Required task
Write out the data below in full. Keep it exact.

Rows
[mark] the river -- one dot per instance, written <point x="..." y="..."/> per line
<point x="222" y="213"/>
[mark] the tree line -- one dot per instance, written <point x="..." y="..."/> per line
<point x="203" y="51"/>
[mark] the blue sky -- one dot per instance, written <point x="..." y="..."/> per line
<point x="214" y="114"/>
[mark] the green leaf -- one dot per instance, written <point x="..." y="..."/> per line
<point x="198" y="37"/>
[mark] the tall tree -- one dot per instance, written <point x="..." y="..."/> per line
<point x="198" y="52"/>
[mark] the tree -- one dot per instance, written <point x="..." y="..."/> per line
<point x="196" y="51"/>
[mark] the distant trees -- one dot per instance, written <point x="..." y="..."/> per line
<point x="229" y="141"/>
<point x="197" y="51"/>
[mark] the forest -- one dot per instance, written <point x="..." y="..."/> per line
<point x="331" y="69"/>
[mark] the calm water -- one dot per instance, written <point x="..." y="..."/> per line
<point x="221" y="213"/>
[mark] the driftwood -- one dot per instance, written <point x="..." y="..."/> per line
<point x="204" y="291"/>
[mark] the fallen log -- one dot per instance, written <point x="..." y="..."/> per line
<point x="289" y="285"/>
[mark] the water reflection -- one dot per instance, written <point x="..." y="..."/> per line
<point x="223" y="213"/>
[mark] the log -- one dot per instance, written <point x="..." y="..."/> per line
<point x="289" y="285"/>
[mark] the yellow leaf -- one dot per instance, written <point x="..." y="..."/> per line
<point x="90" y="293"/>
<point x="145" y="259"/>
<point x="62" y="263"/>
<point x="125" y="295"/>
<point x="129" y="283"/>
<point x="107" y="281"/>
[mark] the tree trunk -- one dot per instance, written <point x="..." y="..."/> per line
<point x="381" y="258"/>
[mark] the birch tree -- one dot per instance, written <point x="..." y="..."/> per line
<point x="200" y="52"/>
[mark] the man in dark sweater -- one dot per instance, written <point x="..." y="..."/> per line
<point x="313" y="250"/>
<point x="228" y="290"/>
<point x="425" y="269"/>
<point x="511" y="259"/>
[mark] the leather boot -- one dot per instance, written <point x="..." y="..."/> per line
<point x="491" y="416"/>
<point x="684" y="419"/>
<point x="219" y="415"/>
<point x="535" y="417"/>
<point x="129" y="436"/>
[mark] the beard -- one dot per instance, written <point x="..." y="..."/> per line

Response below
[mark] the river -- one dot per instance, written <point x="..." y="..."/> per line
<point x="222" y="213"/>
[mark] the tree line -- one dot per instance, written <point x="..." y="..."/> per line
<point x="203" y="51"/>
[mark] the blue sky -- one dot per instance, written <point x="..." y="..."/> per line
<point x="214" y="114"/>
[mark] the green leaf -- one dot per instance, written <point x="..." y="..."/> per line
<point x="198" y="37"/>
[mark] the tall tree -- one dot per instance, written <point x="..." y="..."/> per line
<point x="198" y="52"/>
[mark] the tree -- one dot per instance, written <point x="..." y="..."/> per line
<point x="196" y="51"/>
[mark] the distant trees -- one dot per instance, written <point x="..." y="..."/> per line
<point x="229" y="141"/>
<point x="197" y="51"/>
[mark] the forest -- one dot per instance, written <point x="..." y="..."/> per line
<point x="331" y="69"/>
[mark] the calm water -- one dot per instance, written <point x="..." y="..."/> per line
<point x="221" y="213"/>
[mark] the driftwood -- one dot per instance, written <point x="..." y="..."/> per line
<point x="204" y="291"/>
[mark] the fallen log -- one dot per instance, written <point x="..." y="..."/> per line
<point x="289" y="285"/>
[mark] the water reflection -- one dot per instance, written <point x="..." y="..."/> per line
<point x="223" y="213"/>
[mark] the log -- one dot per instance, written <point x="..." y="..."/> per line
<point x="289" y="285"/>
[mark] the yellow leaf -- one dot per instance, written <point x="..." y="..."/> per line
<point x="90" y="293"/>
<point x="145" y="259"/>
<point x="62" y="263"/>
<point x="125" y="295"/>
<point x="129" y="283"/>
<point x="107" y="281"/>
[mark] the tree trunk -- one dot per instance, written <point x="..." y="..."/> per line
<point x="381" y="258"/>
[mark] the birch tree -- one dot per instance, written <point x="..." y="..."/> per line
<point x="200" y="52"/>
[mark] the man in dark sweater -- one dot per instance, written <point x="..." y="..."/> per line
<point x="313" y="250"/>
<point x="228" y="290"/>
<point x="425" y="269"/>
<point x="511" y="259"/>
[mark] the leather boot -- one dot per instance, written <point x="..." y="..."/> per line
<point x="491" y="416"/>
<point x="684" y="419"/>
<point x="219" y="415"/>
<point x="535" y="417"/>
<point x="129" y="436"/>
[mark] the beard -- one dot per instance, written <point x="..." y="..."/> per line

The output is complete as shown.